Below are some records. Repeat exactly the lines from the one containing "Indicate the ceiling" through the final line.
[Opening EXERCISE MATERIAL section]
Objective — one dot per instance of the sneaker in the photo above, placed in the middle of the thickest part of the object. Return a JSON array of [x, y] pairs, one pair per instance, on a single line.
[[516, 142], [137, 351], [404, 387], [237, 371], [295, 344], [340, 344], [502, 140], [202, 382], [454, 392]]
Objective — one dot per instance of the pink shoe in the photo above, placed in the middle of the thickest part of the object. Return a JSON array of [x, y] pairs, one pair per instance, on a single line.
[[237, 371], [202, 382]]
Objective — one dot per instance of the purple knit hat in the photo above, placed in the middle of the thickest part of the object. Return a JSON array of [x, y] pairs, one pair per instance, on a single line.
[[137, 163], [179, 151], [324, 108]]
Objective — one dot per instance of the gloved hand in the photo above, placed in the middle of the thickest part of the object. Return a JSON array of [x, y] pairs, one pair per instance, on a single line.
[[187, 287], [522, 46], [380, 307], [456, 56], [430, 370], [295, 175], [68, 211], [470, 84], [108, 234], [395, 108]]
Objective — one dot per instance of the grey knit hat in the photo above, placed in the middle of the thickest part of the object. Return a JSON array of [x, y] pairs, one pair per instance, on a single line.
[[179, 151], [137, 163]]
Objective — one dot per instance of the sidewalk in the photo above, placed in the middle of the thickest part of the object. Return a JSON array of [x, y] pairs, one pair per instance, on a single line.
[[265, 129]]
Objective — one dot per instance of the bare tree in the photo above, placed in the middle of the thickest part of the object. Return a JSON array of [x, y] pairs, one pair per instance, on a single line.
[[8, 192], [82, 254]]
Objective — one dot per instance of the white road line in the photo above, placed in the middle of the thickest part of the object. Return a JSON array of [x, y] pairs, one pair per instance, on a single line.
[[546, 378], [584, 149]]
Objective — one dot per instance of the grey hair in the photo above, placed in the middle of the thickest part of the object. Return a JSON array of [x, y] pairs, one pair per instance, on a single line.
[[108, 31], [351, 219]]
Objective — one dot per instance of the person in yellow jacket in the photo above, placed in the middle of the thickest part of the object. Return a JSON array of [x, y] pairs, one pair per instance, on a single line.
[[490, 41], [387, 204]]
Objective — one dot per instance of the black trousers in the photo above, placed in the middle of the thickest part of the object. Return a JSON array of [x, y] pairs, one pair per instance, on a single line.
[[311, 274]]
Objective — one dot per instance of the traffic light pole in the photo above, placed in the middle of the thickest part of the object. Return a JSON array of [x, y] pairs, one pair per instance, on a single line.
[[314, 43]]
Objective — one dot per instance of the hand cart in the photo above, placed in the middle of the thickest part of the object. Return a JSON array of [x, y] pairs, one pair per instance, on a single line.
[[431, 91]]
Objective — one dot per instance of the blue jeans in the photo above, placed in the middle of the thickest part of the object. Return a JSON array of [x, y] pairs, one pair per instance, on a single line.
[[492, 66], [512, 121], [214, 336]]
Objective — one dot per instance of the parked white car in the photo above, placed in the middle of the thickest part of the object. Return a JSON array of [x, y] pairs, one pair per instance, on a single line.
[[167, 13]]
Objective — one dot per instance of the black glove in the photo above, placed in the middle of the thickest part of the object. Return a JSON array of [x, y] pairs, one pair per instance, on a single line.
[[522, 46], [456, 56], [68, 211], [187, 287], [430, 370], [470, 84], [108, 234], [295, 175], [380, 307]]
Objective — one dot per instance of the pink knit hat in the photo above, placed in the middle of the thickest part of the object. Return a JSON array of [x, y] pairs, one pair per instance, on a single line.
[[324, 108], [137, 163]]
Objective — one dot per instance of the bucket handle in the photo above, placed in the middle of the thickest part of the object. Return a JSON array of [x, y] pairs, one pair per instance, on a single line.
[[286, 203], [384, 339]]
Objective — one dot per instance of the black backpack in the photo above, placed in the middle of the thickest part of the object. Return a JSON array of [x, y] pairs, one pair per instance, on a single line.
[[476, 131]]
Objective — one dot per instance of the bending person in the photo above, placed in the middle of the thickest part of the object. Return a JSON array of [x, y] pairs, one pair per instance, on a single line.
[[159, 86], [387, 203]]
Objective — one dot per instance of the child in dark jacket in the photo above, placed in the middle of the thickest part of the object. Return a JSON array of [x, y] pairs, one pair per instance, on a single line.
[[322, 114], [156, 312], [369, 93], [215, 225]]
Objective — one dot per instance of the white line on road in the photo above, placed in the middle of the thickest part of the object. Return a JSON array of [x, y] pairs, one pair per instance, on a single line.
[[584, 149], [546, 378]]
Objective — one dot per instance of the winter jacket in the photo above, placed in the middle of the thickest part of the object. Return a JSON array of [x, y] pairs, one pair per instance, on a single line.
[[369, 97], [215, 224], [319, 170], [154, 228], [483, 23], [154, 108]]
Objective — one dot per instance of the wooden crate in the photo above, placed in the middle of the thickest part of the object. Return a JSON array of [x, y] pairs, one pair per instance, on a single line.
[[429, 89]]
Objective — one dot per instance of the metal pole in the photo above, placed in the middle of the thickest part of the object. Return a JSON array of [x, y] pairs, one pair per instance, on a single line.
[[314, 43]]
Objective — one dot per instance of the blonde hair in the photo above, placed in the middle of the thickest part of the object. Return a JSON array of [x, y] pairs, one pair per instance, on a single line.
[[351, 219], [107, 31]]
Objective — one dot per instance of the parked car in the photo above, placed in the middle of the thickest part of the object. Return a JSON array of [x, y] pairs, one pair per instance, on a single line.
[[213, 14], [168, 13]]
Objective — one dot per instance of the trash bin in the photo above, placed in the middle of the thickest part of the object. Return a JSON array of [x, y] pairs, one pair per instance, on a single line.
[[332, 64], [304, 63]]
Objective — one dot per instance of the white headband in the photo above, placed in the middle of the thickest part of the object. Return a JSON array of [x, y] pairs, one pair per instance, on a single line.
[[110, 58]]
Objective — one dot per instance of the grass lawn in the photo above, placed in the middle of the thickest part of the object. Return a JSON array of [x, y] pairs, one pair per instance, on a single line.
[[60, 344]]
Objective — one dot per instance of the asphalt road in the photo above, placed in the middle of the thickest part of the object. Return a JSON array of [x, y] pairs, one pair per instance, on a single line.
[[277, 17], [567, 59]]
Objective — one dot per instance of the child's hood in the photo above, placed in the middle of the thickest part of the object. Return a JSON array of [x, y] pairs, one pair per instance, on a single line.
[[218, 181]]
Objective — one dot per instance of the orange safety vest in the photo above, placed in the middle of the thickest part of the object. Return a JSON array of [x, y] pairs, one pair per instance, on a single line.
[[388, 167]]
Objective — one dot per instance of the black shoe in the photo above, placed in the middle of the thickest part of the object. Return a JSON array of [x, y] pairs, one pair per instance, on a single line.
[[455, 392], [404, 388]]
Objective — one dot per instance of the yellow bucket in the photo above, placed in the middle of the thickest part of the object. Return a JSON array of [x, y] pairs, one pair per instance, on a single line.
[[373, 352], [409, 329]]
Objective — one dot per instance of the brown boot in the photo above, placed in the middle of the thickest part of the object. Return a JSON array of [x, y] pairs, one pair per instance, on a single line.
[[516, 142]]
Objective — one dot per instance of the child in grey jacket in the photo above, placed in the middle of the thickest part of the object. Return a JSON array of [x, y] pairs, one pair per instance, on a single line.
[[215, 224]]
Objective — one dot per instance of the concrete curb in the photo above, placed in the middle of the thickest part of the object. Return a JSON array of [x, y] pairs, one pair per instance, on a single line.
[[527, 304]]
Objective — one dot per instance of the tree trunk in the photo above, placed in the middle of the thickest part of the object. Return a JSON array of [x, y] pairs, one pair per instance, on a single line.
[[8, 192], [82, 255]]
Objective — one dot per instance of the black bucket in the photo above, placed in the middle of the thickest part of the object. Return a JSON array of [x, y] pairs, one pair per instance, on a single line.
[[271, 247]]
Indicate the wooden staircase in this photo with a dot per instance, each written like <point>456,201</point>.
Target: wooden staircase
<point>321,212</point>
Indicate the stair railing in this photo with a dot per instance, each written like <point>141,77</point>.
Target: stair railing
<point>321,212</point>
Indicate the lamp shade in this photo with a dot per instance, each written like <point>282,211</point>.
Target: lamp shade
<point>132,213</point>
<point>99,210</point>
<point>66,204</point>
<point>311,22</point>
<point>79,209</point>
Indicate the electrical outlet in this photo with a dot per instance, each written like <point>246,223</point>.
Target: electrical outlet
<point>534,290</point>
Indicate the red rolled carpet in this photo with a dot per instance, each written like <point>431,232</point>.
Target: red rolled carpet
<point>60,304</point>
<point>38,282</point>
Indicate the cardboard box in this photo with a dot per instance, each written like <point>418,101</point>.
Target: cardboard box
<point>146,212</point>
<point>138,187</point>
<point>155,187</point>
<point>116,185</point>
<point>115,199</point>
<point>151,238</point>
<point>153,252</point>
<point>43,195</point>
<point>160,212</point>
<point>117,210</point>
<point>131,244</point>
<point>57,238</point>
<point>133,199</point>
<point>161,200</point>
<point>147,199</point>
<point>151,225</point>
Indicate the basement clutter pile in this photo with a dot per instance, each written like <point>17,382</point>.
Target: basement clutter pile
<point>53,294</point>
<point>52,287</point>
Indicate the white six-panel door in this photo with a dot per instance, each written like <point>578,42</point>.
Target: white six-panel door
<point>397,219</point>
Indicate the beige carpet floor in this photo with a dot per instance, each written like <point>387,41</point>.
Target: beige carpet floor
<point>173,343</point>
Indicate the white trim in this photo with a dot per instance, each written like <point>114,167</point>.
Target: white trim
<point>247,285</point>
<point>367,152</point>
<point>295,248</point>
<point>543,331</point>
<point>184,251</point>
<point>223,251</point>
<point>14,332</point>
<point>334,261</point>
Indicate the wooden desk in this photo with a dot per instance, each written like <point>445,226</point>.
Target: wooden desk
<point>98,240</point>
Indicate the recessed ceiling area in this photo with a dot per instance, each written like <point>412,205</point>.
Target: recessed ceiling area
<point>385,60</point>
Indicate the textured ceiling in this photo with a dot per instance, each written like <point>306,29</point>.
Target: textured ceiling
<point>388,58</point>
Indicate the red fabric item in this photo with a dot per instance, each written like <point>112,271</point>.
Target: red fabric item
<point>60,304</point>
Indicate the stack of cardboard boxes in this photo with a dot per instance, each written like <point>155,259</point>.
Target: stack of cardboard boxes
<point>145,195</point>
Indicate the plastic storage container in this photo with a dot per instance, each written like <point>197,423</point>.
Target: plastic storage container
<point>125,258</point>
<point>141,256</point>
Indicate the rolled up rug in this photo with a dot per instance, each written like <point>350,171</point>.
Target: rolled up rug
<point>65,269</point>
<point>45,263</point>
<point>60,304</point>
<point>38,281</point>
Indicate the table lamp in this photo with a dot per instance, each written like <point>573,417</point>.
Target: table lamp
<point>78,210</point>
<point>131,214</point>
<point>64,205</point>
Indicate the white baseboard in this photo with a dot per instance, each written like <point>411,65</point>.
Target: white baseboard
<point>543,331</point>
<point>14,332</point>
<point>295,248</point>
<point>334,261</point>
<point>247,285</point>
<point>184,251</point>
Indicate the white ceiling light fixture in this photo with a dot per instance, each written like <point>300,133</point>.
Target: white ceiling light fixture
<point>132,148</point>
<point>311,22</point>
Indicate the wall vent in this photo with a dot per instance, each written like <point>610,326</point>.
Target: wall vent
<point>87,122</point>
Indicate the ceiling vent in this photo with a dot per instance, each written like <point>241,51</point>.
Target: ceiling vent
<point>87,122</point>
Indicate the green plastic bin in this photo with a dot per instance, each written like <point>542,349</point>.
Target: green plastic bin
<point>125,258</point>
[Closing EXERCISE MATERIAL section]
REPLY TO THE TASK:
Indicate the ceiling vent in this photo with a dot per instance, each written like <point>241,51</point>.
Target: ceiling vent
<point>87,122</point>
Indicate the green plastic bin in this photo with a dot per instance, each written like <point>542,349</point>.
Target: green plastic bin
<point>125,258</point>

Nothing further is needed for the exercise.